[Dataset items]
══════════════════════════════
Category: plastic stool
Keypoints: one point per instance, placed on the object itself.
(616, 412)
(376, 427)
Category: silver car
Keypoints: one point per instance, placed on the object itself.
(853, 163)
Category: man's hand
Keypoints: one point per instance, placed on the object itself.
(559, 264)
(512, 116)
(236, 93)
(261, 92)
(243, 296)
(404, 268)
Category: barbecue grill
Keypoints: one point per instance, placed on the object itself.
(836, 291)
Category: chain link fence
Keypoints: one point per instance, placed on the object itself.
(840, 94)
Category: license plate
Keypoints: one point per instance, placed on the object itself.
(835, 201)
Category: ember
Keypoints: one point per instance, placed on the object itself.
══════════════════════════════
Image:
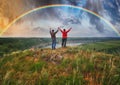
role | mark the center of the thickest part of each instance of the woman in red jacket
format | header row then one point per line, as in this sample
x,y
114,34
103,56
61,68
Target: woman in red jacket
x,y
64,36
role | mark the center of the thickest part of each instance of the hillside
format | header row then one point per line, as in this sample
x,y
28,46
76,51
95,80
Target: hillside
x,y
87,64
══════════════════════════════
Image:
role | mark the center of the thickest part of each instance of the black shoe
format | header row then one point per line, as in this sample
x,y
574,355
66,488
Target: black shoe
══════════════════════════════
TASK PROMPT:
Out of the records above, pull the lines that include the word "each".

RESULT OF THE TASK:
role | mark the center of the thickest part of each instance of the woman in red jacket
role | mark the center of the thickest part of each instance of the hillside
role | mark the center of the thickest part of each instance of the black shoe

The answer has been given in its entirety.